この記事はPioneer Advent Calendar 2022の25日目の記事です。

いよいよ今年ラストのPioneer Advent Calendarとなりました。
周囲とは違う何かを始めようとしたとき、誰しも一度は「このまま進んで大丈夫か」と不安な気持ちに苛まれることがあるのではないでしょうか。
今回は、そんな未踏の地を開拓していく上で遭遇する不安に打ち勝つ方法を、私の実体験を交えながらご紹介します。

自己紹介

この記事が私のパイオニアでのnote初投稿となります。

SaaS Technology Center(以下、STC)Piomatixコアテクノロジー統括グループ LBS開発部(※)所属の木下 瑛裕です。
※LBSとは、Location-Based-Serviceの略で、ナビゲーションを基礎技術とし、その上で位置情報サービスを展開する技術や事業のことを指します。

私がパイオニアに入社したのは2017年、昨年の8月に新設されたSTCがまだ影も形もなかった頃です
前職ではWebエンジニアとAndroidエンジニアを経験し、パイオニアにキャリア入社してからは

  • のちにPioneer Smart Sync(パイオニア スマート シンク)となるカーオーディオ製品開発

  • のちにNP1となる製品の初期PoC開発〜上市までプロダクトオーナー

に従事した後、現在は次世代スマートフォンアプリの企画・開発に携わっています。

Pioneer Smart Syncについてはこちらの記事で書いているので、よかったらご覧ください。

開拓者(探検家)の苦楽

大航海時代の開拓者(探検家)に、フェルディナンド・マゼランという人物がいます。マゼランとその一行は、人類史上初めて世界一周を成し遂げました。(マゼラン自身は、旅の途中で落命していますが)
当時の世界地図には、未発見な地域が数多くありました。
大西洋の西側に大陸(アメリカ大陸)があることはコロンブスによって発見されていましたが、さらにその西側に大海(太平洋)があることは知られていませんでした。

私がこの冒険譚で特に印象的なのが、マゼラン海峡を抜けた後、ひたすら太平洋を西へ進む航路のシーンです。地球が丸いことは今でこそ自明ですが、海の果てには奈落があると信じていた人々にとって、相当の不安だっただろうと想像してしまいます。

今回は、この冒険譚になぞらえて話を進めてみようと思います。

---

- 課題の目的: 本文の「周囲とは違う何かを始めようと」から「Center(以下、STC)Piomatixコアテクノロジー統括グループ LBS開発部(※)所属の木下 瑛裕です。」まで（末尾の語句を含む）について、「初投稿」を「最初の投稿」に置き換えて更新してください。

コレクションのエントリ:
---

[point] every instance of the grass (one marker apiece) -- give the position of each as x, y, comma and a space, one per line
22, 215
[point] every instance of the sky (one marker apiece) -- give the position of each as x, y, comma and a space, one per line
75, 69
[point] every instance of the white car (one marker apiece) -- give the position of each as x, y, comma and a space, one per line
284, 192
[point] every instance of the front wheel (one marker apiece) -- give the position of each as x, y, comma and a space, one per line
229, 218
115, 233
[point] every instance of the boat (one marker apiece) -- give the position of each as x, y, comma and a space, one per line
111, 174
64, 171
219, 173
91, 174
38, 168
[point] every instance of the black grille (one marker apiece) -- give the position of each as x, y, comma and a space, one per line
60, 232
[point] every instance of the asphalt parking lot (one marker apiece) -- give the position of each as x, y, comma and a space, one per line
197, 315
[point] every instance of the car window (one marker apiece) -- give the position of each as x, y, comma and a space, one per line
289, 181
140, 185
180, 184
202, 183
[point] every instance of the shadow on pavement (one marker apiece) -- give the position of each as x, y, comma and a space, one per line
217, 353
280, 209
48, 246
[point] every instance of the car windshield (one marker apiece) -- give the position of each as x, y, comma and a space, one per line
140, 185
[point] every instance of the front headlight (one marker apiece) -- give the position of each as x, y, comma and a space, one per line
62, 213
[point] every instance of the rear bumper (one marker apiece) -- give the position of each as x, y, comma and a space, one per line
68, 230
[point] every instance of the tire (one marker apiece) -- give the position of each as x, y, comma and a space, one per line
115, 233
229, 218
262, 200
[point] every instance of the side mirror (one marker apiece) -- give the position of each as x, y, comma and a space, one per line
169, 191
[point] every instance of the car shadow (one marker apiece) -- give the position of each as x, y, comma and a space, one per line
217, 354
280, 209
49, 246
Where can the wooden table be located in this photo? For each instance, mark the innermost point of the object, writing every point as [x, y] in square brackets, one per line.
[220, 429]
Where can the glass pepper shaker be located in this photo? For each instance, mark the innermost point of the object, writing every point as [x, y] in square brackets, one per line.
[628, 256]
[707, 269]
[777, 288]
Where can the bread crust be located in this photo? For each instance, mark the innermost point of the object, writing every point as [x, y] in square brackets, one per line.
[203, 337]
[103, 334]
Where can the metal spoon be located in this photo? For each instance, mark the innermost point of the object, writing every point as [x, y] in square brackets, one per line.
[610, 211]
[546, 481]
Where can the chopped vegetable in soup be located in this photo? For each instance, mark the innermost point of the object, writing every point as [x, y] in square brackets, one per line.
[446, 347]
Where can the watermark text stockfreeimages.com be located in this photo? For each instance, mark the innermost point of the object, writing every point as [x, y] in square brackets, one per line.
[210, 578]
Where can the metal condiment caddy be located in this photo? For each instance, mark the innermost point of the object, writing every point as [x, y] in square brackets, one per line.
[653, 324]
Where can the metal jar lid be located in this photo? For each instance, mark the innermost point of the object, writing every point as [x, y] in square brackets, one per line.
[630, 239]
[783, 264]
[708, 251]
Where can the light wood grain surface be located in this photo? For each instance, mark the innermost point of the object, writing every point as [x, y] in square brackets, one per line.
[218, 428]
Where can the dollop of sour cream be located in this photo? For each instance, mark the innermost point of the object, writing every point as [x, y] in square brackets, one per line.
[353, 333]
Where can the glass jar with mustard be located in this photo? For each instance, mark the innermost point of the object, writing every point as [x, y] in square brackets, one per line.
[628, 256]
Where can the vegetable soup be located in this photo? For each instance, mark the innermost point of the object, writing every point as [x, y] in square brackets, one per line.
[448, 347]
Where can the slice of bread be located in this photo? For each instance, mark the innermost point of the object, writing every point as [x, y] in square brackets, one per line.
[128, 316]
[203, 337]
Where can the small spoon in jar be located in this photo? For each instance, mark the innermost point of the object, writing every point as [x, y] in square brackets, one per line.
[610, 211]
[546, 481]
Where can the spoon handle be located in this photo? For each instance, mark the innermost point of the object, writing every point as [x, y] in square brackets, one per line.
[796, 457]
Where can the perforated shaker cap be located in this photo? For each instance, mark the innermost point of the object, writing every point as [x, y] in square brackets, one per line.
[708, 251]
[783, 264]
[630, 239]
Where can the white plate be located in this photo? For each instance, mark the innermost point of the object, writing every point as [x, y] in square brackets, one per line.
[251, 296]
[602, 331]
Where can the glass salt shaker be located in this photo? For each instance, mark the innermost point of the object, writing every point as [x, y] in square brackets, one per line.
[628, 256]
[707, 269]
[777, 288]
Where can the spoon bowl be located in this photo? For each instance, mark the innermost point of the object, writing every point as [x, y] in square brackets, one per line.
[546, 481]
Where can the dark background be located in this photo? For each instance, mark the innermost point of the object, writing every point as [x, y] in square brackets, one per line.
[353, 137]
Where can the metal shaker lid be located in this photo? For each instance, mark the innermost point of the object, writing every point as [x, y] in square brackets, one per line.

---

- 課題の結果:
周囲とは違う何かを始めようとしたとき、誰しも一度は「このまま進んで大丈夫か」と不安な気持ちに苛まれることがあるのではないでしょうか。
今回は、そんな未踏の地を開拓していく上で遭遇する不安に打ち勝つ方法を、私の実体験を交えながらご紹介します。

自己紹介

この記事が私のパイオニアでのnote最初の投稿となります。

SaaS Technology Center(以下、STC)Piomatixコアテクノロジー統括グループ LBS開発部(※)所属の木下 瑛裕です。